◆ TASK GOAL ◆
Set down each entry from the block beneath, exactly as written.

◆ DATASET ◆
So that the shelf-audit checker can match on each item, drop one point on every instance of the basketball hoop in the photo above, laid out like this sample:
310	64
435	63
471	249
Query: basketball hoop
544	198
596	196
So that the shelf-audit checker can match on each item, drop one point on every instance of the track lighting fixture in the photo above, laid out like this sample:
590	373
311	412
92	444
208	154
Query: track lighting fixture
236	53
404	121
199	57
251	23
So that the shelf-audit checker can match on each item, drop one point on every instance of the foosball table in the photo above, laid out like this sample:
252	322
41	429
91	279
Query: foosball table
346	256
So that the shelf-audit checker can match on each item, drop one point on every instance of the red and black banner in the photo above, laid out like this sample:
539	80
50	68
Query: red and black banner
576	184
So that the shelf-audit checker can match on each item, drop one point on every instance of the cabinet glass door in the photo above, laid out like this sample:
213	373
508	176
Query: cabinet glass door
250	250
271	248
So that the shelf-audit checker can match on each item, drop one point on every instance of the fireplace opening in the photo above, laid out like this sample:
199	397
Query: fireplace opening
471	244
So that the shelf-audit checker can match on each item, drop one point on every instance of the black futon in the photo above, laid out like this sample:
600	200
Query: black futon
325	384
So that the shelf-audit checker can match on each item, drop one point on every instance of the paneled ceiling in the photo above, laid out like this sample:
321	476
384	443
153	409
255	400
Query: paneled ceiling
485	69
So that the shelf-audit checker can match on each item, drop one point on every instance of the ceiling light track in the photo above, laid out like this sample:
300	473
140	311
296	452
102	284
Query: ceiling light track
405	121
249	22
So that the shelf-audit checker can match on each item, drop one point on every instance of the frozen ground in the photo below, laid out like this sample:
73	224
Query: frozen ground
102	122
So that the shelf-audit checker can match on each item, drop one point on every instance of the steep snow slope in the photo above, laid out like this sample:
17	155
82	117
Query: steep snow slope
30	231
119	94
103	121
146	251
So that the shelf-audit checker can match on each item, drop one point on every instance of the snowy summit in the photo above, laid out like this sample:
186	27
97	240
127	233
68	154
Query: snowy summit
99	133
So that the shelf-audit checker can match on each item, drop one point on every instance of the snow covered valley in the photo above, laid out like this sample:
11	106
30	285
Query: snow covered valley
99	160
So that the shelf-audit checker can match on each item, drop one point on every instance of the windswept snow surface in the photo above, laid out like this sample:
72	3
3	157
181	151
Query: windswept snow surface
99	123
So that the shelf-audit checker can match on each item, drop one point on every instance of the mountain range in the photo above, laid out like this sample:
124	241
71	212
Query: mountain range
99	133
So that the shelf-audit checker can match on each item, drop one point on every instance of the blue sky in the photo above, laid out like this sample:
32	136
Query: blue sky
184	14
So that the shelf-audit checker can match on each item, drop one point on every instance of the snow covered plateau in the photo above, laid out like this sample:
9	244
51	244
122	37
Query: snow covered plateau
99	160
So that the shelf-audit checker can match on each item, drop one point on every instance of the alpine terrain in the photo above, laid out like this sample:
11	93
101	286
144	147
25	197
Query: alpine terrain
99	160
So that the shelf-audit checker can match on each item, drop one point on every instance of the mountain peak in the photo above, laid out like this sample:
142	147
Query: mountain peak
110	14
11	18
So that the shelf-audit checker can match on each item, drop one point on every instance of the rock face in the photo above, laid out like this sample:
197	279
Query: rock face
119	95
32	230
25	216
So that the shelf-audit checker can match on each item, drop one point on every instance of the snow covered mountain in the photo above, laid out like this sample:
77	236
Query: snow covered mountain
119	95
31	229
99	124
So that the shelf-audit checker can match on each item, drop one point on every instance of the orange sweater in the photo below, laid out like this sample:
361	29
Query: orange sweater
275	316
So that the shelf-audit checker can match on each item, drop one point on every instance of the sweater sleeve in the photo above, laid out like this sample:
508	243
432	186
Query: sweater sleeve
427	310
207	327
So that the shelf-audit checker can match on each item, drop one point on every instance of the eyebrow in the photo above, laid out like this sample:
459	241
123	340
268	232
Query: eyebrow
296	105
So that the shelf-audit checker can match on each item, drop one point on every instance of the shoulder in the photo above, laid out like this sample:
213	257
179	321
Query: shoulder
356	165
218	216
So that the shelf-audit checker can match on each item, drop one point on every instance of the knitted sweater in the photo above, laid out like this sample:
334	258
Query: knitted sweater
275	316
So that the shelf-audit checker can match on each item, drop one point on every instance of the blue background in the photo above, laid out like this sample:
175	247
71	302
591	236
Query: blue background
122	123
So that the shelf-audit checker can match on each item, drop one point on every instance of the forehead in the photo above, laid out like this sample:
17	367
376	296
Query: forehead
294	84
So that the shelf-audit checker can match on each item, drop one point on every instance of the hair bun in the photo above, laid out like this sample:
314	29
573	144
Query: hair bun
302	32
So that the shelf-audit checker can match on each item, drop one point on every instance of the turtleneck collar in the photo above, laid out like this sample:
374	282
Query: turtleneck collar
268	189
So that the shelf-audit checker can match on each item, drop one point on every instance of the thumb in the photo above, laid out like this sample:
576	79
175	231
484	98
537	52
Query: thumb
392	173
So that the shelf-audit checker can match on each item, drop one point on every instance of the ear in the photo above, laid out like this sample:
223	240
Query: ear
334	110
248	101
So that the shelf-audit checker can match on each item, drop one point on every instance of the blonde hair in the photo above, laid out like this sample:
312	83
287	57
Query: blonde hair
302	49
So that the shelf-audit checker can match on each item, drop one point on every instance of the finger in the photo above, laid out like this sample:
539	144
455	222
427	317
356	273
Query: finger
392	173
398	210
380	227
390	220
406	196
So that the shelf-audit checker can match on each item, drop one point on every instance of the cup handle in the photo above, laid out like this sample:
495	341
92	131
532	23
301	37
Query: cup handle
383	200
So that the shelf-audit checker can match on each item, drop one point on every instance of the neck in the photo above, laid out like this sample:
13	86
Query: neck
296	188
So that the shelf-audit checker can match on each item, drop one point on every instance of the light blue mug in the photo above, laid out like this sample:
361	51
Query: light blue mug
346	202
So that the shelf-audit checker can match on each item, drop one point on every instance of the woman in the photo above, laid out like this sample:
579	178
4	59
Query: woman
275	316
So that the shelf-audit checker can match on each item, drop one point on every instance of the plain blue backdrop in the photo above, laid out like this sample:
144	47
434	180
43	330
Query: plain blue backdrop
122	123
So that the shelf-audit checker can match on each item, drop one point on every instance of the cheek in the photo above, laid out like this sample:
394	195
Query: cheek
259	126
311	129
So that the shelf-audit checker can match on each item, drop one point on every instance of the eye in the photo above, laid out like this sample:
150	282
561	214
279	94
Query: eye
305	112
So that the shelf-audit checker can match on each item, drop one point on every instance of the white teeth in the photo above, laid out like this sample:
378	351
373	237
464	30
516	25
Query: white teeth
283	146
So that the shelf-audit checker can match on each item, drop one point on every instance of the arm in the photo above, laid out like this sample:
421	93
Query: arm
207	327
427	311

◆ COMPLETED EXERCISE ◆
So that the shelf-audit checker can match on each item, drop one point on every instance of the basketball hoop in the photo above, laid out like this sample:
310	64
435	63
471	249
Query: basketball hoop
544	198
596	196
So that the shelf-audit checker can match on each item, drop one point on every instance of the track lighting fixture in the photo above, laid out like this sample:
590	373
311	412
92	444
208	154
Query: track lighting fixture
236	53
404	121
199	57
251	23
So that the shelf-audit checker can match on each item, drop one point on every instance of the foosball table in the photo above, laid out like this sample:
252	322
41	429
91	279
Query: foosball table
346	256
So that the shelf-audit checker can match on each item, drop one point on every instance of the red and black banner in the photo above, laid out like this sample:
539	80
50	68
Query: red and black banner
576	184
So that the shelf-audit checker can match on each item, drop one point on every instance of the cabinet glass door in the photo above, laid out like this sample:
213	373
508	176
Query: cabinet glass door
250	250
271	248
So that the shelf-audit checker can match on each item, drop one point on every instance of the fireplace opening in the photo above, laid out like this sample:
199	397
Query: fireplace opening
471	244
So that the shelf-audit checker can match on each item, drop one point on every instance of the black futon in the photo above, laid out like this sample:
600	200
Query: black futon
325	384
So that the shelf-audit checker can match on each item, drop one point on every instance of the paneled ceiling in the photo above, laid out like this sample:
321	476
384	443
153	409
255	400
Query: paneled ceiling
485	69
So that the shelf-audit checker can match on each item, drop one point on every instance of the ceiling light track in the photo above, laid out like this sample:
300	473
140	311
296	452
102	284
Query: ceiling light track
405	121
249	22
So that the shelf-audit checker can match on each item, drop one point on every instance of the frozen ground in the photo below, laid out like this sample:
73	224
Query: frozen ground
102	122
So that the shelf-audit checker can match on each item, drop one point on every instance of the steep snow slope in the photo above, laid out like this sample:
17	155
82	117
Query: steep snow slope
30	231
119	94
103	121
146	251
So that the shelf-audit checker can match on each item, drop one point on every instance of the snowy summit in the photo above, laid out like this sample:
186	27
97	240
127	233
68	154
Query: snowy summit
99	133
So that the shelf-audit checker can match on each item, drop one point on every instance of the snow covered valley in the photo above, laid out like this sample:
11	106
30	285
Query: snow covered valley
99	160
So that the shelf-audit checker can match on each item, drop one point on every instance of the windswept snow surface in the photo above, laid out like this sample:
72	3
3	157
181	151
Query: windswept snow surface
99	123
So that the shelf-audit checker can match on each item, drop one point on every instance of the mountain range in the photo above, laid out like this sample:
124	241
71	212
Query: mountain range
99	133
So that the shelf-audit checker can match on each item, drop one point on every instance of the blue sky in the photo above, laid out like this sample:
32	136
Query: blue sky
184	14
So that the shelf-audit checker can match on each item, drop one point on every instance of the snow covered plateau in the photo above, laid out like this sample:
9	244
51	244
122	37
Query: snow covered plateau
99	160
So that the shelf-audit checker can match on each item, drop one point on every instance of the alpine terrain in the photo above, laid out like this sample:
11	93
101	286
144	147
25	197
Query: alpine terrain
99	160
So that the shelf-audit checker can match on each item, drop one point on every instance of the mountain peak in the photo above, laid out like this sample:
142	147
Query: mountain peak
110	14
11	18
So that the shelf-audit checker can match on each item, drop one point on every instance of the rock face in the photo above, laid out like this sample:
197	279
Query: rock face
119	95
32	230
25	216
So that the shelf-audit checker can match on each item, drop one point on every instance of the snow covered mountain in the photo above, laid out like this sample:
77	236
Query: snow covered mountain
119	95
31	229
99	124
So that the shelf-audit checker can match on each item, drop one point on every instance of the orange sweater in the photo below, laid out like this sample:
361	29
Query: orange sweater
275	316
So that the shelf-audit checker can match on each item, drop one point on every instance of the sweater sleeve in the photo above, laid out like this sample:
508	243
432	186
Query: sweater sleeve
427	310
207	327
So that the shelf-audit checker can match on each item, drop one point on every instance of the eyebrow in the photo above, laid out like this sample:
459	241
123	340
268	232
Query: eyebrow
296	105
So that the shelf-audit checker can match on each item, drop one point on every instance of the shoulder in the photo above, laid out like this sample:
213	257
179	321
Query: shoulder
356	165
218	216
So that the shelf-audit checker can match on each item, drop one point on every instance of the knitted sweater in the photo above, laid out like this sample:
334	258
Query: knitted sweater
275	316
So that the shelf-audit checker can match on each item, drop one point on every instance of the blue background in the photo above, laid out like this sample:
175	247
71	302
591	236
Query: blue background
122	123
So that the shelf-audit checker can match on each item, drop one point on every instance of the forehead in the photo above, laid out like this sample:
17	367
376	296
Query: forehead
294	84
So that the shelf-audit checker can match on each item, drop one point on every instance of the hair bun in the photo above, laid out like this sample:
314	29
573	144
Query: hair bun
302	32
So that the shelf-audit checker can match on each item, drop one point on every instance of the turtleneck collar in the photo above, laid out like this sample:
374	282
Query: turtleneck collar
268	189
So that the shelf-audit checker can match on each item, drop one point on every instance of the thumb in the photo above, laid out like this sample:
576	79
175	231
484	98
537	52
Query: thumb
392	173
So that the shelf-audit checker can match on each item, drop one point on every instance of the ear in the photo above, laid out like this sample:
223	240
Query: ear
334	110
248	101
So that the shelf-audit checker can match on each item, drop one point on every instance of the blonde hair in the photo above, laid out like this sample:
312	83
287	57
Query: blonde hair
302	49
So that the shelf-audit checker can match on each item, drop one point on every instance of the finger in the photo above, laid out like this sample:
539	144
455	222
427	317
356	273
Query: finger
392	173
398	210
380	227
390	220
406	196
So that the shelf-audit checker can match on each item, drop one point on every instance of the cup handle in the photo above, laid out like this sample:
495	341
92	131
532	23
301	37
Query: cup handle
383	200
So that the shelf-audit checker can match on each item, drop one point on every instance of the neck in the photo above, laid out like this sample:
13	86
Query: neck
296	188
So that the shelf-audit checker can match on each item, drop one point on every instance of the light blue mug in the photo above, laid out like this sample:
361	51
Query: light blue mug
346	202
So that the shelf-audit checker can match on each item, drop one point on every instance of the woman in the photo above, laid out like this sample:
579	178
4	59
Query: woman
275	316
So that the shelf-audit checker can match on each item, drop one point on every instance of the plain blue backdrop in the photo above, laid out like this sample:
144	47
434	180
43	330
Query: plain blue backdrop
122	123
So that the shelf-audit checker can match on each item, drop one point on every instance of the cheek in the photo above, laid out like this sample:
394	195
Query: cheek
259	126
311	129
So that the shelf-audit checker can match on each item, drop one point on every instance of the eye in the photo above, laid out like this sample:
150	282
561	214
279	94
Query: eye
305	112
So that the shelf-audit checker can match on each item, drop one point on every instance of the white teeth in the photo above, laid out like this sample:
378	351
373	237
464	30
516	25
Query: white teeth
283	146
So that the shelf-audit checker can match on each item, drop one point on every instance of the arm in the photo above, laid out like this sample:
421	93
Query: arm
207	327
427	311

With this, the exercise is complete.